[Stored data entries]
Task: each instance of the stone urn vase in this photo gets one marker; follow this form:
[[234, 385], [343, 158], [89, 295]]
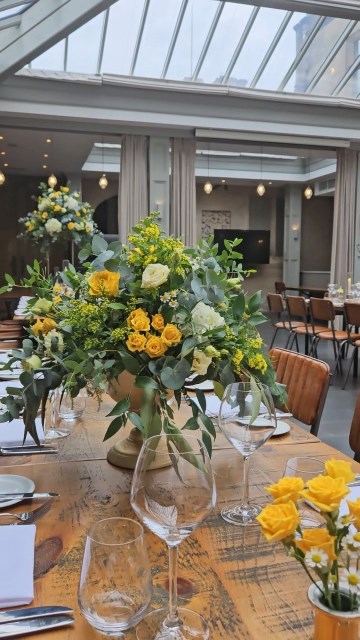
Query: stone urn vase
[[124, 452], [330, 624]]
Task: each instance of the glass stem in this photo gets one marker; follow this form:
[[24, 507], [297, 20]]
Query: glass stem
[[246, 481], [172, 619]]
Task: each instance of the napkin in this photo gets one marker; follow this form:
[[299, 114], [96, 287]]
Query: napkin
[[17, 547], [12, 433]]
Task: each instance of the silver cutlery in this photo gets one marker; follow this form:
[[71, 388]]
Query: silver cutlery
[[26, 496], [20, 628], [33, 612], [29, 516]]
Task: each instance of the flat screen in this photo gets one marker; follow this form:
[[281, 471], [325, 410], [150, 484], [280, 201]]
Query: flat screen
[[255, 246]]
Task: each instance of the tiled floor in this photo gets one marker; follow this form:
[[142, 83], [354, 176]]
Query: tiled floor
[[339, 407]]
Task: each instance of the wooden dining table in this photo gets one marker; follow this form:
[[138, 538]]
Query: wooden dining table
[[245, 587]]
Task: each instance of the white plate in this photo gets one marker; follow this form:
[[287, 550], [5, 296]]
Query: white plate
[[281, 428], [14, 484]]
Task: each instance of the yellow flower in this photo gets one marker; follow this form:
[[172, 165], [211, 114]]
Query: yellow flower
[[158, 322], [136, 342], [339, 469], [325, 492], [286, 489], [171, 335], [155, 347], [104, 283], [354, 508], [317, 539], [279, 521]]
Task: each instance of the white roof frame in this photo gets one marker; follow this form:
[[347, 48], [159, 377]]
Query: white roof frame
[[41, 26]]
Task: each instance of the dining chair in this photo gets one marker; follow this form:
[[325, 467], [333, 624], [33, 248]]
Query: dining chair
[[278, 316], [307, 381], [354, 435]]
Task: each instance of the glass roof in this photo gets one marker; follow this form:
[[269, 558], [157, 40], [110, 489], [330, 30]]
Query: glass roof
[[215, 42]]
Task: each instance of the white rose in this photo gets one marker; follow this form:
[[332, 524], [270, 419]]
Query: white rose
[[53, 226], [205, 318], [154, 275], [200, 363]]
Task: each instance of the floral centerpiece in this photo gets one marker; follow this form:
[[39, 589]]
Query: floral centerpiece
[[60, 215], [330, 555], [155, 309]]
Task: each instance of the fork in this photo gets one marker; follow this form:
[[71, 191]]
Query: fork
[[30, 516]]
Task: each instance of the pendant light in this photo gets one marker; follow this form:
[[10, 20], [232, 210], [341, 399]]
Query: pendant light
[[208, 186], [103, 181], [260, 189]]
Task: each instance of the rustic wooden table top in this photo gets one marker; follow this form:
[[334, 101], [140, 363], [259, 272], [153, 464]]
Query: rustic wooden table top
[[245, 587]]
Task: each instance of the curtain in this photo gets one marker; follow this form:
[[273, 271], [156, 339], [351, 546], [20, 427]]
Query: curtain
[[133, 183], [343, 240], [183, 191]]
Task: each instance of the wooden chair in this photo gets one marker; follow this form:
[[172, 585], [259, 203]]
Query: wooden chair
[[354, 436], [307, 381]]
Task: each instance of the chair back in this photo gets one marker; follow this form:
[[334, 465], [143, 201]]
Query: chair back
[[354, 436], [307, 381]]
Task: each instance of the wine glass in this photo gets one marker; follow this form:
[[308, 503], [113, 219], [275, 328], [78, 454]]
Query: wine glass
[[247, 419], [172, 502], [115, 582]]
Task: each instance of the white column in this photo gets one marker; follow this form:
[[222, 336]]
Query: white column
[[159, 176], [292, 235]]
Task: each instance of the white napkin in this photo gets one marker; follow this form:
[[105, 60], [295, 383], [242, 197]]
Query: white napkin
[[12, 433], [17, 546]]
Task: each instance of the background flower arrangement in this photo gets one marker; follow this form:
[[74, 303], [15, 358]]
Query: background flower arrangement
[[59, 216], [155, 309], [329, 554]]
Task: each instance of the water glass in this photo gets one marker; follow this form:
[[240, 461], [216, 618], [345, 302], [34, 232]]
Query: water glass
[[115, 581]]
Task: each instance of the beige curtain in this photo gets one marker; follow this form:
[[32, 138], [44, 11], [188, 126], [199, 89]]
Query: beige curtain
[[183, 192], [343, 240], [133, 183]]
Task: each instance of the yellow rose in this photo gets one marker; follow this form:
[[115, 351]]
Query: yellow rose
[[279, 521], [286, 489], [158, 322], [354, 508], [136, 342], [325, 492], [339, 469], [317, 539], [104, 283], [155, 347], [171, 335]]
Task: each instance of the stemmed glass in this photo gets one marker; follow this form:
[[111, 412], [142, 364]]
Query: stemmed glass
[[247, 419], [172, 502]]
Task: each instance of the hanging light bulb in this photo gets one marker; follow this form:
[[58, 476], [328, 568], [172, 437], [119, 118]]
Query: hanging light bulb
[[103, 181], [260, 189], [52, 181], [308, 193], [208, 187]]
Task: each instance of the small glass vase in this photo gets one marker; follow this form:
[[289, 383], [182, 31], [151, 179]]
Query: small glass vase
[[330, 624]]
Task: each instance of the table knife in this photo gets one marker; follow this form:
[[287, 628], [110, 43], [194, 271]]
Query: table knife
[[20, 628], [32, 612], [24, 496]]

* [WHAT YOU NEED TO DO] Would you output, from the records above, exactly the run of lines that starts at the line containing "[[332, 524], [270, 419]]" and ends at the line containing "Task: each instance of the background", and only that run?

* [FINISHED TASK]
[[332, 524], [270, 419]]
Query: white rose
[[53, 226], [205, 318], [154, 275], [200, 363]]
Task: each instance of the floral centerpiece in this photo gets one marker; follow this form:
[[39, 589]]
Query: floral centerpiece
[[60, 215], [330, 555], [155, 309]]
Task: each instance of the fork in this photo gets one marker; follow this form:
[[71, 191]]
Query: fork
[[30, 516]]
Task: each instance of the pendant light in this photo gets one marker; follow this form:
[[10, 20], [232, 210], [341, 399]]
Query: pendant light
[[208, 186], [103, 181], [260, 189]]
Task: each instance of the rustic wooden table top in this photo gets one marker; follow this form:
[[334, 101], [140, 363], [259, 272], [153, 464]]
Query: rustic wooden table top
[[245, 587]]
Task: each instance of the curtain in this photo gets one marker; follow this form:
[[273, 271], [156, 339], [351, 546], [20, 427]]
Query: curtain
[[133, 183], [343, 240], [183, 191]]
Task: each instance of the wooden chair in this photo gets one marker; follow this form:
[[172, 585], [259, 203]]
Query: wooden chair
[[354, 436], [307, 381]]
Task: each instance of the chair back in this photo gets one marker; follow this form:
[[334, 465], [143, 201]]
Query: chair back
[[354, 436], [307, 381]]
Task: each instance of the wine glass in this photo gets one marker; follow this form:
[[308, 503], [113, 219], [275, 328], [78, 454]]
Query: wine glass
[[247, 419], [172, 502], [115, 582]]
Task: each instance of the white column in this photo gets one marker; follow this form:
[[222, 336]]
Query: white column
[[159, 176], [292, 235]]
Task: each instance of the white napkin in this photo gets one marker; follow this form:
[[105, 60], [295, 383], [242, 197]]
Query: white napkin
[[12, 433], [17, 546]]
Task: each instance of the background flower arrangement in this photo gets one marker; follow this form:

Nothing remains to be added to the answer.